## SOURCE PASSAGE

-- begin --

# Working for Al Tayer and Relocation Package



## angtye21 (Jan 4, 2010)

Hi all,

I'm new to the site. Hubby, son (7 yrs) and I might come out to Dubai to work. It's possible that there is an employment opportunity with Al Tayer on the horizon for him. With an anticipated salary of approx 275000 AED does anyone have a rough idea of what relocation package we should be looking at. 

Also, does anyone out there work for Al Tayer group of companies - they appear to be a reputable company, still expanding etc. We would be really grateful to hear of any experiences that might help us with our decision.

Additionally I am in the RAF and would really like to know if there are any opportunities with the UAE Air Force for women but I can't find any links to it, even through their MOD equivalent web site. Can anyone let me have any info?

Hope to hear from you! Thanks.


----------



## KiwiBobUAE (Dec 14, 2009)

-- end --

## TO BE DONE
Type out the whole forum thread on working for Al Tayer word for word. You won't need the rows for this.

## SUPPLIED RECORDS
-- begin --

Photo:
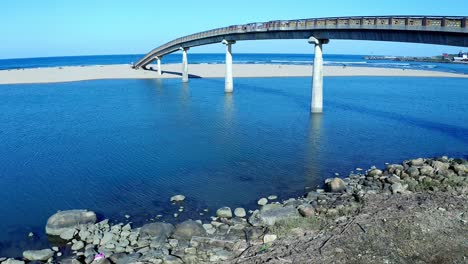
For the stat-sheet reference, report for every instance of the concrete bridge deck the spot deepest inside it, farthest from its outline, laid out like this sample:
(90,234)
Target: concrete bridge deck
(442,30)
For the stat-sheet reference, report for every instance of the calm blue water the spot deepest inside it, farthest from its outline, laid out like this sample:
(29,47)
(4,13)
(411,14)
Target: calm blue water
(125,146)
(194,58)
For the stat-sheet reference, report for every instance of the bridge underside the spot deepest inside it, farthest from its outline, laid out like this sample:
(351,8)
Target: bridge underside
(426,37)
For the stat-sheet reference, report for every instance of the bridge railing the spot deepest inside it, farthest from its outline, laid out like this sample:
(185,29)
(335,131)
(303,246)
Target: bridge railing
(370,22)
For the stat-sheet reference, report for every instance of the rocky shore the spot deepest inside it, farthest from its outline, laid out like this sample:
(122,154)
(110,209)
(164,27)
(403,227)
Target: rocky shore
(238,236)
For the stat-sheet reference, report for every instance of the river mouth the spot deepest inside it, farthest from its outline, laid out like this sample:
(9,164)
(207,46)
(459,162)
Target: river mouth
(124,147)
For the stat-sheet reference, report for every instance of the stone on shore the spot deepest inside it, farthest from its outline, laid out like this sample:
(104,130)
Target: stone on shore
(262,201)
(306,210)
(178,198)
(269,238)
(38,255)
(336,185)
(417,162)
(269,215)
(157,231)
(186,230)
(375,173)
(61,221)
(12,261)
(240,212)
(68,234)
(224,212)
(399,188)
(78,245)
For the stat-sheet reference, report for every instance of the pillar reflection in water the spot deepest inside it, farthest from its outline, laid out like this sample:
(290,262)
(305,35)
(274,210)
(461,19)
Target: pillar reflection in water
(185,94)
(313,152)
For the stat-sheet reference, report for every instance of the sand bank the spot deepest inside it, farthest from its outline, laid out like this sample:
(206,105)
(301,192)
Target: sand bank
(81,73)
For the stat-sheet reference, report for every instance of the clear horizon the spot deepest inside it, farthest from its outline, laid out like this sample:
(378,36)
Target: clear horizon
(51,28)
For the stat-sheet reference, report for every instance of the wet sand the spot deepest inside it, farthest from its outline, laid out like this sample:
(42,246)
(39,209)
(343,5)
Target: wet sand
(101,72)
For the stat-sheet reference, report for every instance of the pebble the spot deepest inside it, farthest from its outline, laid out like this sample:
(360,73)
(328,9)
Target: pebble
(178,198)
(262,201)
(269,238)
(240,212)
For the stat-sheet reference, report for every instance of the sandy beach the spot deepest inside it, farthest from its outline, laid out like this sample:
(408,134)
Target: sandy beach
(81,73)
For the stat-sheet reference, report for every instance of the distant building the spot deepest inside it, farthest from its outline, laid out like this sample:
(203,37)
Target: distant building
(461,57)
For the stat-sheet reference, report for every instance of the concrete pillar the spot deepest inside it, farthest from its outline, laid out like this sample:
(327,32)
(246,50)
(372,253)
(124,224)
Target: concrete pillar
(159,66)
(316,105)
(229,84)
(184,64)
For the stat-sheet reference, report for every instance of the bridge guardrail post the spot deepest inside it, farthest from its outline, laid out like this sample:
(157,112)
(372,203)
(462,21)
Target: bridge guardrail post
(229,83)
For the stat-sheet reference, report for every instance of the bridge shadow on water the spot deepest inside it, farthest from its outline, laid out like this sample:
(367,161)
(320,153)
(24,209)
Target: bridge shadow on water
(457,132)
(193,76)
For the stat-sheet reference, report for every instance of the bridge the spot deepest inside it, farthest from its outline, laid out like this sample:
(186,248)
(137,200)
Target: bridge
(446,30)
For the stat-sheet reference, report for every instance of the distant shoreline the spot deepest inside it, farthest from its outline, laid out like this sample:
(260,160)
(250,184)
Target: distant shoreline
(124,71)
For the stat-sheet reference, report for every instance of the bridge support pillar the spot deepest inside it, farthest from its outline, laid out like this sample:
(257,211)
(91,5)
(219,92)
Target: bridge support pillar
(184,64)
(159,66)
(229,84)
(316,104)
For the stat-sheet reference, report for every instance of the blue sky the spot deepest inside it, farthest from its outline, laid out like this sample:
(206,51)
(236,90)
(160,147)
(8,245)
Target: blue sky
(41,28)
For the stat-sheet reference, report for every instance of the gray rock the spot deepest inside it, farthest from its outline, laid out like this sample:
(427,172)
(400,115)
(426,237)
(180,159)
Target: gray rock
(108,236)
(375,173)
(157,231)
(427,170)
(68,234)
(172,260)
(413,172)
(224,212)
(417,162)
(40,255)
(262,201)
(270,215)
(178,198)
(240,212)
(306,210)
(460,169)
(393,179)
(336,185)
(13,261)
(78,245)
(399,188)
(269,238)
(186,230)
(122,258)
(64,220)
(439,165)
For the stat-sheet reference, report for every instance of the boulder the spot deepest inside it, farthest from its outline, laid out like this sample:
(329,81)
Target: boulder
(39,255)
(262,201)
(224,212)
(417,162)
(68,234)
(13,261)
(375,173)
(78,245)
(439,165)
(398,187)
(413,172)
(269,238)
(306,210)
(158,231)
(186,230)
(269,215)
(336,185)
(240,212)
(64,220)
(178,198)
(427,170)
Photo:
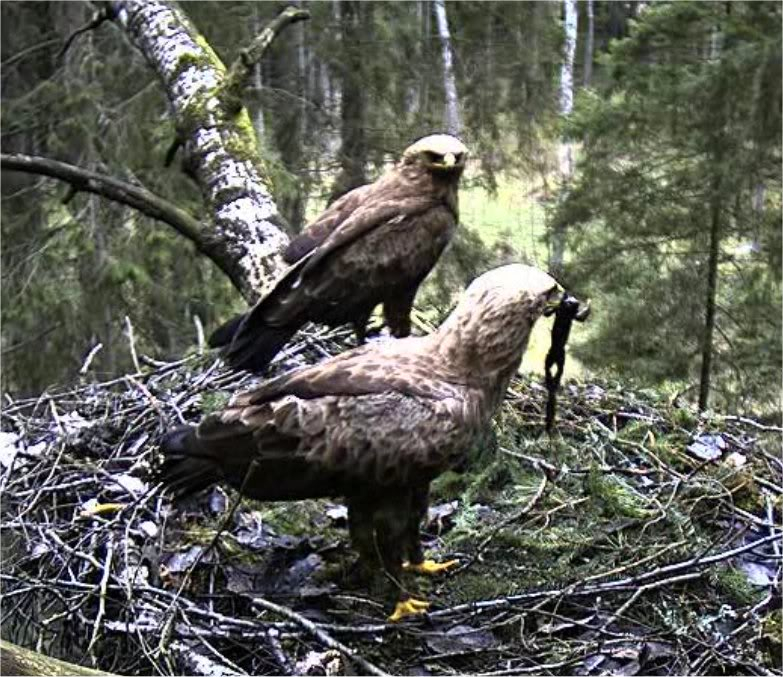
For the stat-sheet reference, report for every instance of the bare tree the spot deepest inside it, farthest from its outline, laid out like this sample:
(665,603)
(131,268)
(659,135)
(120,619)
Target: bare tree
(214,135)
(452,117)
(589,39)
(566,99)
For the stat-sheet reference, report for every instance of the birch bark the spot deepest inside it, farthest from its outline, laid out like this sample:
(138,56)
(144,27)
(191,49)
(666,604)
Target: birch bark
(217,136)
(565,151)
(452,120)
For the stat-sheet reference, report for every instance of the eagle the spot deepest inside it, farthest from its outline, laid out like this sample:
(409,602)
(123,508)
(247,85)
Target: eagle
(376,244)
(374,425)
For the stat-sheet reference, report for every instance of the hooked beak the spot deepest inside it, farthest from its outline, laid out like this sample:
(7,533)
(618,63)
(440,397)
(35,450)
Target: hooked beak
(553,304)
(449,160)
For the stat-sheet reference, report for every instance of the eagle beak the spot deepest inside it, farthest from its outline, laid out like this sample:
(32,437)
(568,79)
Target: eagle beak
(553,304)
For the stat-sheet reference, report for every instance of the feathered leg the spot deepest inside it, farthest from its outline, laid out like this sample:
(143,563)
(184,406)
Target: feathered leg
(361,531)
(391,521)
(420,499)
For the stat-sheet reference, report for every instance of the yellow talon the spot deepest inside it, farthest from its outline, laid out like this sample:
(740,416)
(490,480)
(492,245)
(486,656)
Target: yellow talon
(430,567)
(409,607)
(102,509)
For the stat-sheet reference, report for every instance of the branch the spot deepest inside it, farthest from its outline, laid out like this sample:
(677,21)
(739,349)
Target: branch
(16,660)
(242,68)
(119,191)
(217,136)
(320,635)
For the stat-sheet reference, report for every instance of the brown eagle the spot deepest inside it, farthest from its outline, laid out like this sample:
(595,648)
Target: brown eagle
(374,425)
(374,245)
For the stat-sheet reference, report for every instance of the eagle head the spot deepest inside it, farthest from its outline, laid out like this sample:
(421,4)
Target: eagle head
(488,331)
(439,153)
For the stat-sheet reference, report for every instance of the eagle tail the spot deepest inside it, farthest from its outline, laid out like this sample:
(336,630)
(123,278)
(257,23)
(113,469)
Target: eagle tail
(187,468)
(249,344)
(223,335)
(254,346)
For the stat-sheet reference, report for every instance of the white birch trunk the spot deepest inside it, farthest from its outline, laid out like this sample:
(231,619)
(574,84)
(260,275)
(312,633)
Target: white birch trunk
(218,138)
(452,117)
(565,150)
(258,81)
(589,41)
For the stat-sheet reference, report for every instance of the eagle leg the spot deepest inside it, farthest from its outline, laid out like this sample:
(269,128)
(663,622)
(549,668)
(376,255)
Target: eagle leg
(359,324)
(397,313)
(409,607)
(392,520)
(361,531)
(431,567)
(420,498)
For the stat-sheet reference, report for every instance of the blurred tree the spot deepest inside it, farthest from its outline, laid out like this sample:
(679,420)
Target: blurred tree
(665,218)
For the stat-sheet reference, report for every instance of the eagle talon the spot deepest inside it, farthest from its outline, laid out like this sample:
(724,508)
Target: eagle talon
(430,567)
(409,607)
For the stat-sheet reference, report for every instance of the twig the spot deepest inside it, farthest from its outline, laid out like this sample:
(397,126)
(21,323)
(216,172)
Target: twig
(90,356)
(102,597)
(320,635)
(644,588)
(504,523)
(200,342)
(106,13)
(132,343)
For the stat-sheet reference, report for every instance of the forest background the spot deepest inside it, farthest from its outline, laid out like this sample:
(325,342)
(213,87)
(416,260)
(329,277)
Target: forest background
(633,147)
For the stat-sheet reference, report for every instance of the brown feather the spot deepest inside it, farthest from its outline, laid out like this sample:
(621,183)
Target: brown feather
(375,424)
(374,245)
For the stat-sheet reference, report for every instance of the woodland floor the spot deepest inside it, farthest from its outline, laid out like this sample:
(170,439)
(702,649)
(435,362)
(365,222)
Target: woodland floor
(640,538)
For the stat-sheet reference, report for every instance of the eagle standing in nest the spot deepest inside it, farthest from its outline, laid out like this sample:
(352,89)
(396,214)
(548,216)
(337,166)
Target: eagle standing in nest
(374,245)
(375,424)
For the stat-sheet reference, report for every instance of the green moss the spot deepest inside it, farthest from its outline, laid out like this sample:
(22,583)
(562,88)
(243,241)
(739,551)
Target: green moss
(449,486)
(617,496)
(734,583)
(684,417)
(215,60)
(211,402)
(772,634)
(477,585)
(190,60)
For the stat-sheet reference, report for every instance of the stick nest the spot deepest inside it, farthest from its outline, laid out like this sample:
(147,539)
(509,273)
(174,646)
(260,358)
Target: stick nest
(640,538)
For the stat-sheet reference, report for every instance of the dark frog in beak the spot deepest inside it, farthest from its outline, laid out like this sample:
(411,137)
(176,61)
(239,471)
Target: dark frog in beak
(566,309)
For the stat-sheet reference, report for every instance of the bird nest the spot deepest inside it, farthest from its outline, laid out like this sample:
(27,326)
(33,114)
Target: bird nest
(640,537)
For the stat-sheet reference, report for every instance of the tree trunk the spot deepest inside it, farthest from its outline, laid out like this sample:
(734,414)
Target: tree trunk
(217,138)
(712,292)
(589,37)
(14,660)
(565,150)
(452,118)
(353,104)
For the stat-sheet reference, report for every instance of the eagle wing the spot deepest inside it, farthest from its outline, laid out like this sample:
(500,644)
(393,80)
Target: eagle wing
(333,429)
(314,234)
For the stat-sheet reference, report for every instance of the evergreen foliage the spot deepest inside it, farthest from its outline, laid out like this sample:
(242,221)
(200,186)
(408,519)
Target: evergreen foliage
(685,136)
(681,123)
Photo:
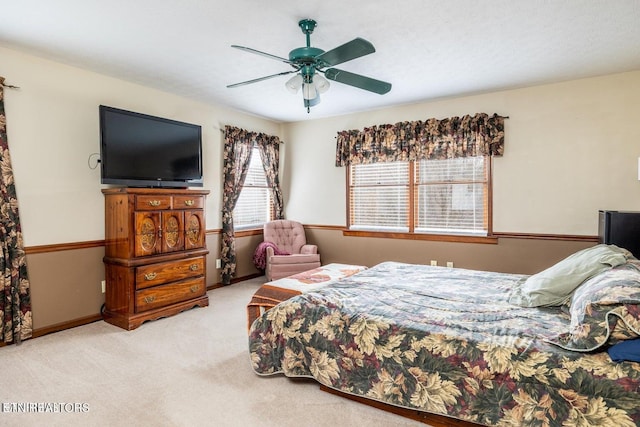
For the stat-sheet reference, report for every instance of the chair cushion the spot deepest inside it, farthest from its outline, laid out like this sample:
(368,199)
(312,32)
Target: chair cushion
(294,258)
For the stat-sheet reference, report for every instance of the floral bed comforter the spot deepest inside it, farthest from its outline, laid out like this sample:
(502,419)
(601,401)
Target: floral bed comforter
(445,341)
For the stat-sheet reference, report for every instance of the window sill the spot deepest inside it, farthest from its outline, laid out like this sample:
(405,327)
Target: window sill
(429,237)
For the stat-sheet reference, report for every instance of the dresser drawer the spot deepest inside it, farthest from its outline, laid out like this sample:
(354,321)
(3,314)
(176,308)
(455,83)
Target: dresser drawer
(163,272)
(188,202)
(163,295)
(153,202)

-- end --

## SOLUTION
# Working for Al Tayer and Relocation Package



## angtye21 (Jan 4, 2010)

Hi all,

I'm new to the site. Hubby, son (7 yrs) and I might come out to Dubai to work. It's possible that there is an employment opportunity with Al Tayer on the horizon for him. With an anticipated salary of approx 275000 AED does anyone have a rough idea of what relocation package we should be looking at. 

Also, does anyone out there work for Al Tayer group of companies - they appear to be a reputable company, still expanding etc. We would be really grateful to hear of any experiences that might help us with our decision.

Additionally I am in the RAF and would really like to know if there are any opportunities with the UAE Air Force for women but I can't find any links to it, even through their MOD equivalent web site. Can anyone let me have any info?

Hope to hear from you! Thanks.


----------



## KiwiBobUAE (Dec 14, 2009)